(INFORMATION)

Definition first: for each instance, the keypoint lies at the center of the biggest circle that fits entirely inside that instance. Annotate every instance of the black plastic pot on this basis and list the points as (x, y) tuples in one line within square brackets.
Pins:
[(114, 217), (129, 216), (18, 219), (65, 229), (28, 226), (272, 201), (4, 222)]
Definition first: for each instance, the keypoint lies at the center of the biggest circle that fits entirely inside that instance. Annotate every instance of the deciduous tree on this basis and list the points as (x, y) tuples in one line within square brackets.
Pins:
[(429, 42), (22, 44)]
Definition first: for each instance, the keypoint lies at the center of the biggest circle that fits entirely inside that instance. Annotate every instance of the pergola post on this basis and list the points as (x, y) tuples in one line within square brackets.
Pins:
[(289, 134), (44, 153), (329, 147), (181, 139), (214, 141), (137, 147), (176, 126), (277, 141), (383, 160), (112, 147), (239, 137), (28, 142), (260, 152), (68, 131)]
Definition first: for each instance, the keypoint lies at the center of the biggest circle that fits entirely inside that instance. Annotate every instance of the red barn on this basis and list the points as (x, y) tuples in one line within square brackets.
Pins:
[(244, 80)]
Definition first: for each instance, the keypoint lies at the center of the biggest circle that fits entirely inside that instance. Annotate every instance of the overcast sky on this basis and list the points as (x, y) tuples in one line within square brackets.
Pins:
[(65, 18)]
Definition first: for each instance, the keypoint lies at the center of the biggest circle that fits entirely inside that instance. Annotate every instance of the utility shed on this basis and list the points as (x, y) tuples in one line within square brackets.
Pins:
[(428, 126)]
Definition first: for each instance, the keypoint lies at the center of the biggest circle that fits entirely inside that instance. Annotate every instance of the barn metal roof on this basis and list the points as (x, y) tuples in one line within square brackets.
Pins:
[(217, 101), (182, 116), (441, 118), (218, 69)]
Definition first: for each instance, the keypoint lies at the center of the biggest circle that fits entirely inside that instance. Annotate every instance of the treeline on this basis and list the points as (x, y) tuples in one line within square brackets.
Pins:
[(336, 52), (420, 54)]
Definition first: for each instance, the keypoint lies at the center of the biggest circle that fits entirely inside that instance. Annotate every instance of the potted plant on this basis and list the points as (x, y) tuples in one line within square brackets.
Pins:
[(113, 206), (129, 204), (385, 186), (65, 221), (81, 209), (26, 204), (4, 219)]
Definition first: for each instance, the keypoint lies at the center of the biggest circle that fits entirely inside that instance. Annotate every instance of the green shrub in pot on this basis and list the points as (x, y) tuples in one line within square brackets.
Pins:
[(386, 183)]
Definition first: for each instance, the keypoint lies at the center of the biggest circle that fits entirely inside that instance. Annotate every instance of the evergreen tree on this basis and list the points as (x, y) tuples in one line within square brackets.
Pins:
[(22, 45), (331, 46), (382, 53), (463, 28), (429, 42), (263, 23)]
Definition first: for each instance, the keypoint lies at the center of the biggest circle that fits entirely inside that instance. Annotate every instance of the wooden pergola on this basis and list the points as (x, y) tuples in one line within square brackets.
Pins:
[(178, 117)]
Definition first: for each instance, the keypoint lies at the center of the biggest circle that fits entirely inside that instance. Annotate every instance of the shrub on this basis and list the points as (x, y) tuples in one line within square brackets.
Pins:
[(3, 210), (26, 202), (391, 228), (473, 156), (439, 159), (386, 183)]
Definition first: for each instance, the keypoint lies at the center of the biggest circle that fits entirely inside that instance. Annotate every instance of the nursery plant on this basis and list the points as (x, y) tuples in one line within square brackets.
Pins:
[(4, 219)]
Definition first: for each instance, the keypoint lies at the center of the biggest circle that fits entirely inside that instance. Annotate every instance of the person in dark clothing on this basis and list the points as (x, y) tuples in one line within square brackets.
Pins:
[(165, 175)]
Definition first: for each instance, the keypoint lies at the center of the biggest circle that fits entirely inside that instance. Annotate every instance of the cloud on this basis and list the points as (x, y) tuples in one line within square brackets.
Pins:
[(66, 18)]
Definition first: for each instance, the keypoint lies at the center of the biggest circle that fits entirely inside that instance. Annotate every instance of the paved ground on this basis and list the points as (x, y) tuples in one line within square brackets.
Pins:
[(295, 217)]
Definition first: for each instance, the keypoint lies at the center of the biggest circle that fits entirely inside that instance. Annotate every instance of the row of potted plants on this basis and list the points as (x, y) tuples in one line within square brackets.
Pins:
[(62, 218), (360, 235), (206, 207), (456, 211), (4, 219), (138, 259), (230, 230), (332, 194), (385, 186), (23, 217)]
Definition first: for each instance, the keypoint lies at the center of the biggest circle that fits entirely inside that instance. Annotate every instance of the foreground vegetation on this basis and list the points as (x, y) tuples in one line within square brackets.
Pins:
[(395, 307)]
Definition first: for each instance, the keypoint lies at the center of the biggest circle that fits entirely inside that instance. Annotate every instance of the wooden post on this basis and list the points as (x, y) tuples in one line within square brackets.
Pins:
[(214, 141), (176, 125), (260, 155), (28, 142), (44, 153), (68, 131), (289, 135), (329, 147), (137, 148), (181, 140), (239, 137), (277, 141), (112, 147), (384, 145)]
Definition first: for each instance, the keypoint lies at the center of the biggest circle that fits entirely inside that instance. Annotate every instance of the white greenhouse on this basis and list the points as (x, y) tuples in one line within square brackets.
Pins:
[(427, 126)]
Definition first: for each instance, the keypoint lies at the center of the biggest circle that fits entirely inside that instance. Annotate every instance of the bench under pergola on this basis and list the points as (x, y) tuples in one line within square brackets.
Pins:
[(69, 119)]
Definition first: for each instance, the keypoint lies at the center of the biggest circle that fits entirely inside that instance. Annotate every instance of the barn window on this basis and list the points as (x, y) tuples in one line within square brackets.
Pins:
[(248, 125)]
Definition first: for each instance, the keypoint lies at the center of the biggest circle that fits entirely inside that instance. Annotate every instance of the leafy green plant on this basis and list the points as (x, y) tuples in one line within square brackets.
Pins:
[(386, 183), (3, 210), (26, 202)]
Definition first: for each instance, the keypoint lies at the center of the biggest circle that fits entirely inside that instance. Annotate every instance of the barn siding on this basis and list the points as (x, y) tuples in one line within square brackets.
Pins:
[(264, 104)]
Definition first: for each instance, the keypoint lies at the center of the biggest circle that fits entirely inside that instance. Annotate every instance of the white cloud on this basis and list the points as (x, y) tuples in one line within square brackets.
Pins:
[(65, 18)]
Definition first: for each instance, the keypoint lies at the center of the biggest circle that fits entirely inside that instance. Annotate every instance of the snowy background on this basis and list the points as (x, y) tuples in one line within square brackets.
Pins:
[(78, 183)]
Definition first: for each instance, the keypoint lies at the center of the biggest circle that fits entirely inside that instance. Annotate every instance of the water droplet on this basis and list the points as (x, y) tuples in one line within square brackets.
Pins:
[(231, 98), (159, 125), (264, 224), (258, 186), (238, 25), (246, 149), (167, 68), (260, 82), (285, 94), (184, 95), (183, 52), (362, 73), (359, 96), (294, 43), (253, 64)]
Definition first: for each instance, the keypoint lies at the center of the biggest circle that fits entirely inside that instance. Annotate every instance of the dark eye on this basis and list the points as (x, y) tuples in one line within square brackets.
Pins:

(End INFORMATION)

== REQUIREMENT ==
Check the data for the word "post" and pull out the lines that have it.

== SOLUTION BELOW ==
Definition first: for each instance, the keypoint lies at the center of the biggest circle that fits entirely inside that instance. Annotate every instance of the pergola post on this basis and list the points as (x, y) tuples in one line within square brackets.
Definition first: for each instance, the keypoint lies at the center of the biggest circle that fits entirely inside that instance. Annotate every instance of the wooden post on this basis and list the points as (x, y) tuples in one line within square brackets.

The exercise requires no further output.